Given exercise 1
Decide whether each statement agrees with the Greg Olsen article. Answer yes or no for each, and quote the deciding words of the article.
(a) The Bears took Olsen with the 31st pick in April.
(b) Olsen has mostly practiced with the starters.
(c) Olsen caught three passes in the preseason opener at Houston.
Given exercise 2
Retype the passage of the Greg Olsen article from "Olsen hopes the" up to and including "a little more.", with no changes.

====== Document text

BOURBONNAIS, Ill. (AP) -The Chicago Bears hadn't drafted a player at his position in the first round since taking Mike Ditka in 1961, so Greg Olsen figures comparisons to Da Tight End won't stop anytime soon.
``Chicago's never going to forget Ditka,'' he said.
Olsen hopes the city will remember him, too.
He brings size and speed to the Bears, who took him with the 31st pick in April. The team that has relied on the run the past few years seems poised to open up the offense a little more.
With his speed and glue-like hands, the 6-foot-5 Olsen has done nothing but impress during the preseason.
He had two catches for 17 yards in a limited appearance during the preseason opener at Houston - a 5-yard pass from quarterback Rex Grossman on the first play from scrimmage and a 12-yarder later on that possession.
Olsen has mostly practiced with the second team but has taken some snaps with the starters. And he's made several eye-popping plays.
``He's a great player, he's fit in real well, he's a smart guy,'' Grossman said. ``He's picked up the offense real well, and he's got unbelievable athletic ability. He's a weapon that we're going to use.''
Olsen grew up around the game.

============
====== Provided data

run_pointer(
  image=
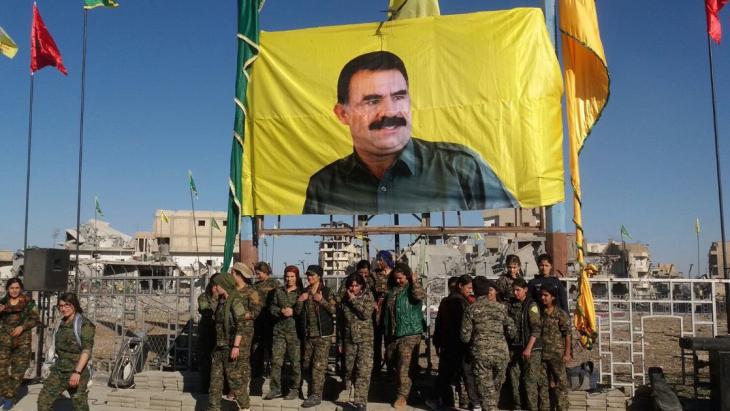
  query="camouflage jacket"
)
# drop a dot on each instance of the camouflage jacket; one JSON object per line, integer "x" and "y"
{"x": 67, "y": 347}
{"x": 358, "y": 313}
{"x": 504, "y": 288}
{"x": 246, "y": 302}
{"x": 24, "y": 313}
{"x": 526, "y": 316}
{"x": 284, "y": 299}
{"x": 555, "y": 326}
{"x": 485, "y": 326}
{"x": 266, "y": 290}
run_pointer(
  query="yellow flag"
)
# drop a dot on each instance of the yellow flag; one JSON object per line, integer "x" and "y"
{"x": 413, "y": 8}
{"x": 586, "y": 71}
{"x": 585, "y": 312}
{"x": 7, "y": 45}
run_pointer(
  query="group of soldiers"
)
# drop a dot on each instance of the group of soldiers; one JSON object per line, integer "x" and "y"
{"x": 486, "y": 332}
{"x": 491, "y": 331}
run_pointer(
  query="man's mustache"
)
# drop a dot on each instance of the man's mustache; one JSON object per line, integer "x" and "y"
{"x": 396, "y": 121}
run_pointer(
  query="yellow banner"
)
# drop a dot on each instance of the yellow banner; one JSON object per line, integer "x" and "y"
{"x": 453, "y": 112}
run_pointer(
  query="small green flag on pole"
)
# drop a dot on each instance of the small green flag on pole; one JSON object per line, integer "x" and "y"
{"x": 193, "y": 189}
{"x": 98, "y": 207}
{"x": 625, "y": 233}
{"x": 7, "y": 45}
{"x": 92, "y": 4}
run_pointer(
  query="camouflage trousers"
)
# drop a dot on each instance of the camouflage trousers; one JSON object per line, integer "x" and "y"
{"x": 237, "y": 372}
{"x": 359, "y": 364}
{"x": 14, "y": 360}
{"x": 555, "y": 368}
{"x": 490, "y": 373}
{"x": 57, "y": 383}
{"x": 403, "y": 348}
{"x": 285, "y": 345}
{"x": 316, "y": 355}
{"x": 528, "y": 377}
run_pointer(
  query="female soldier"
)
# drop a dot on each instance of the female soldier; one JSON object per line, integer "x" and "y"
{"x": 358, "y": 305}
{"x": 556, "y": 344}
{"x": 206, "y": 332}
{"x": 73, "y": 341}
{"x": 286, "y": 340}
{"x": 403, "y": 324}
{"x": 513, "y": 271}
{"x": 18, "y": 317}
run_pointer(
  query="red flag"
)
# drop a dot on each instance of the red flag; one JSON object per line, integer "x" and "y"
{"x": 43, "y": 50}
{"x": 714, "y": 28}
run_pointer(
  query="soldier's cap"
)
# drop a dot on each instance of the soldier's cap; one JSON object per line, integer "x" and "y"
{"x": 315, "y": 269}
{"x": 242, "y": 268}
{"x": 482, "y": 285}
{"x": 226, "y": 281}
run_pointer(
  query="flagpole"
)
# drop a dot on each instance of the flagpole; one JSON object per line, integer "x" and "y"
{"x": 195, "y": 231}
{"x": 27, "y": 172}
{"x": 719, "y": 178}
{"x": 81, "y": 149}
{"x": 699, "y": 273}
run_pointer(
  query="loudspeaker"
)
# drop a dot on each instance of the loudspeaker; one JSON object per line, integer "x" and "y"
{"x": 46, "y": 269}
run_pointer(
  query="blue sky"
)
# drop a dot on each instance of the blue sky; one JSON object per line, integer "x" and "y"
{"x": 159, "y": 101}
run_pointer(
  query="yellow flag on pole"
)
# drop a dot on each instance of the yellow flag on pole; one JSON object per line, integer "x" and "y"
{"x": 586, "y": 70}
{"x": 7, "y": 45}
{"x": 586, "y": 94}
{"x": 407, "y": 9}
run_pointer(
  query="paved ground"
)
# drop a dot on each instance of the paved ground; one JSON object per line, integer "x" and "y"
{"x": 164, "y": 391}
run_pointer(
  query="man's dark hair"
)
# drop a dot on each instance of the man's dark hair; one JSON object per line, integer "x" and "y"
{"x": 374, "y": 61}
{"x": 71, "y": 298}
{"x": 545, "y": 257}
{"x": 363, "y": 264}
{"x": 263, "y": 266}
{"x": 519, "y": 282}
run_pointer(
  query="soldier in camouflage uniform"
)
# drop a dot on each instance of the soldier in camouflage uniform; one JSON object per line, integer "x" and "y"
{"x": 483, "y": 327}
{"x": 358, "y": 306}
{"x": 207, "y": 302}
{"x": 286, "y": 338}
{"x": 18, "y": 317}
{"x": 316, "y": 308}
{"x": 505, "y": 281}
{"x": 403, "y": 323}
{"x": 238, "y": 306}
{"x": 525, "y": 370}
{"x": 263, "y": 335}
{"x": 69, "y": 372}
{"x": 556, "y": 340}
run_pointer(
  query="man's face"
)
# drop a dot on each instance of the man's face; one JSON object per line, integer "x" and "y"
{"x": 378, "y": 112}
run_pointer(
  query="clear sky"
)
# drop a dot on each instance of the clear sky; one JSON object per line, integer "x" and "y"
{"x": 159, "y": 101}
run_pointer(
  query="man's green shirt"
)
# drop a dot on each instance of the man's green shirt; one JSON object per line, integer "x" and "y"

============

Worked answer 1
(a) Yes: "who took him with the 31st pick in April"
(b) No: "Olsen has mostly practiced with the second team"
(c) No: "He had two catches for 17 yards in a limited appearance during the preseason opener at Houston"

Worked answer 2
Olsen hopes the city will remember him, too.
He brings size and speed to the Bears, who took him with the 31st pick in April. The team that has relied on the run the past few years seems poised to open up the offense a little more.